▸ **Texto em estudo**
------------------------------------
Já faz muito tempo que o clichê “filmar o infilmável” persegue Luiz Fernando Carvalho. Mais de 20 anos, na verdade, quando ele, então um dos mais prestigiados diretores da Globo, ousou fazer sua estreia cinematográfica com “Lavoura arcaica” (2001), longa criado a partir do primeiro romance de Raduan Nassar, lançado em 1975.
Carvalho trabalhou muitíssimo nas duas últimas décadas, fazendo novelas (“Velho Chico”, 2016), séries (“Hoje é dia de Maria”, 2005; “Capitu”, 2008; “Dois irmãos”, 2017) e especiais de TV (“Alexandre e outros heróis”, 2013). O ano de 2017 traz dois marcos em sua trajetória: ele deixou a Globo e finalmente deu início à produção daquele que veio a se tornar seu segundo longa, “A paixão segundo G.H.”, em cartaz às 20h30, na Sala 2 do UNA Cine Belas Artes.
“Não importa se o texto é uma prosa mais poética, se é verso, peça ou romance. A partir do momento em que sou atravessado (pelo texto), ele, evidentemente, ganha uma visualidade. E é isso que o torna filmável. Mas essa classificação já coloca uma questão: quer dizer que existem coisas que são filmáveis e infilmáveis? Não acredito em classificações. Sigo meus afetos”, ele diz.
Educação existencial
Lançado há exatos 60 anos, “A paixão segundo G.H.” é o quinto romance de Clarice Lispector (1920-1977). Grosso modo, acompanha o relato da mulher que, após perder a empregada, encontra uma barata ao tentar limpar o quarto. O livro é escrito como um longo monólogo, permeado pelos fluxos de consciência que marcam a obra clariceana. “Um romance de educação existencial”, analisou o crítico e professor Alfredo Bosi.
No cinema, G.H. é interpretada por Maria Fernanda Cândido, pela sexta vez dirigida por Carvalho. Ainda que o prelúdio da história tenha sido em 2017, a produção, efetivamente, teve início em maio de 2018. Foi um ano de preparação, com 15 dias de filmagem (entre o final de outubro e o início de novembro daquele ano).
“Estou sempre traduzindo a Maria Fernanda ao mesmo tempo em que estou traduzindo G.H.. E ela também está me dando a percepção dela. Minha relação com ela é de cumplicidade, confiança e investigação dos nossos ofícios”, afirma Carvalho, que considera a atriz “coautora” do longa.
------------------------------------
▸ **Dados armazenados**
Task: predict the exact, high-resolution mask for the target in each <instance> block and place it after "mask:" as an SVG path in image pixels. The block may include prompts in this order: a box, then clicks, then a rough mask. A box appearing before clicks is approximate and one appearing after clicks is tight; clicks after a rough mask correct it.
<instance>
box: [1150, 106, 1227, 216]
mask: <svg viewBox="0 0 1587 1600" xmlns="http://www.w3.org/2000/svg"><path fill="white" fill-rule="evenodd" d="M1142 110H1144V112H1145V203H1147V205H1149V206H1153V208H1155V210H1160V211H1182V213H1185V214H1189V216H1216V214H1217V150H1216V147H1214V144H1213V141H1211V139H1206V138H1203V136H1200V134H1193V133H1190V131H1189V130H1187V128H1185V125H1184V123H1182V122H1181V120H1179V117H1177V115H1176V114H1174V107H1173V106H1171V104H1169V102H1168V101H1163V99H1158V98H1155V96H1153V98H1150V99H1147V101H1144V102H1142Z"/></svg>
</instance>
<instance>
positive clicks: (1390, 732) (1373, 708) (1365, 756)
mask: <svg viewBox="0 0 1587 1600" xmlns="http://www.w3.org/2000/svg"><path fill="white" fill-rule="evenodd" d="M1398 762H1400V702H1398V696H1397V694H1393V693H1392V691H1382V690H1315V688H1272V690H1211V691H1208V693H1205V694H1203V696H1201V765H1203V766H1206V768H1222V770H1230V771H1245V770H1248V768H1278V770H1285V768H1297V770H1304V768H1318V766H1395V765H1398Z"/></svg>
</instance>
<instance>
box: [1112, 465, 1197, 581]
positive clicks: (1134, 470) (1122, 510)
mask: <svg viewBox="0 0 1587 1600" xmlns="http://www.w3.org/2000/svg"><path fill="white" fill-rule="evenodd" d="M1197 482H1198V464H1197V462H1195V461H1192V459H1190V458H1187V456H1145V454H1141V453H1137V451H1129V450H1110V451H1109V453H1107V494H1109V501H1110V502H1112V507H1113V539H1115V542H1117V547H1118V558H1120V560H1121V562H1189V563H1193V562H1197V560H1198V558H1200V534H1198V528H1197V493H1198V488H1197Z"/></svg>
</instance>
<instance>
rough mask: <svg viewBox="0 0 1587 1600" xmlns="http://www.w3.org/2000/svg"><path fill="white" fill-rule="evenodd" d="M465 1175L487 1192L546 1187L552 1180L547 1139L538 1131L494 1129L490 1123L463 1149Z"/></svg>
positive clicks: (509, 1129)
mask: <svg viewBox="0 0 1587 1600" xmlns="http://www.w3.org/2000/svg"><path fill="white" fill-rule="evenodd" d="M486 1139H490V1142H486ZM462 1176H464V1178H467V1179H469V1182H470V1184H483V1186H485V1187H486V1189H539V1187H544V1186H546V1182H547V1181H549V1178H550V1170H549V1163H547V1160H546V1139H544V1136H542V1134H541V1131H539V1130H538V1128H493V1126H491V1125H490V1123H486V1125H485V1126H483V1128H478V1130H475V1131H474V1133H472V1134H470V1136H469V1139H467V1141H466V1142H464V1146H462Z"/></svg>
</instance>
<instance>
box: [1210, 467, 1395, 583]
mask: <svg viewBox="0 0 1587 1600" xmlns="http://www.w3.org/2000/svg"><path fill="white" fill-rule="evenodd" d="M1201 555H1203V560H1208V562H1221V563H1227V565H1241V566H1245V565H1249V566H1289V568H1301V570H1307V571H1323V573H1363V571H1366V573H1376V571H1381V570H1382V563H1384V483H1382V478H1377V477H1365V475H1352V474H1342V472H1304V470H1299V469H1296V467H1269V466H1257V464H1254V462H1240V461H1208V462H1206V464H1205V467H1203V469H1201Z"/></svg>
------------------------------------
▸ **Suas tarefas**
[a] Diga se cada afirmação abaixo está de acordo com o texto sobre a adaptação de “A paixão segundo G.H.”. Responda sim ou não e cite literalmente as palavras do texto que decidem a questão. (i) Luiz Fernando Carvalho saiu da Globo em 2017. (ii) As filmagens do longa se estenderam por um ano inteiro. (iii) “A paixão segundo G.H.” foi o primeiro romance de Clarice Lispector.
[b] Prossiga com o texto sobre a adaptação de “A paixão segundo G.H.” a partir do ponto em que ele termina.

▸ **Respostas por tarefa**
[a]
(i) Sim: “O ano de 2017 traz dois marcos em sua trajetória: ele deixou a Globo”.
(ii) Não: “Foi um ano de preparação, com 15 dias de filmagem”.
(iii) Não: “é o quinto romance de Clarice Lispector”.

[b]
“A dinâmica no set era muito simbiótica, muito próxima. O Luiz fez a câmera do filme, então ele estava atrás da lente a 40 centímetros do meu rosto. Havia muita proximidade com outros elementos da equipe técnica. Me lembro de escutar a respiração da pessoa que estava fazendo o som, da assistente de direção. Foi algo muito íntimo”, diz Maria Fernanda, que acha G.H. seu personagem mais desafiador.
A atriz está em cena praticamente o tempo todo, com uma câmera que desbrava suas expressões de forma quase voyeurística. Palavra (Carvalho, que divide o roteiro com Melina Dalboni, não fala em adaptação, nunca gostou do termo) e imagem caminham lado a lado.
“Reivindico a palavra como um elemento fundamental na constituição da linguagem cinematográfica. Se essa literatura me afetou, dou volume a essa alteridade. O encontro dessas duas potências (palavra e imagem) produz certo atrito, uma relação amorosa, uma tensão. Seja o que for, o fruto disso é uma terceira coisa, inominável, mas que é o filme”, acrescenta Carvalho.
O encontro de G.H. com a barata, e o impacto que isso gera na personagem, tem várias possibilidades de tradução. Para o cineasta, a barata “é um portal aberto onde vão ser projetadas dezenas de leituras”. Remete tanto à luta de classes e ao racismo (a empregada é interpretada pela guineense Samira Nancassa, Miss África Brasil em 2018), quanto ao imundo do mundo.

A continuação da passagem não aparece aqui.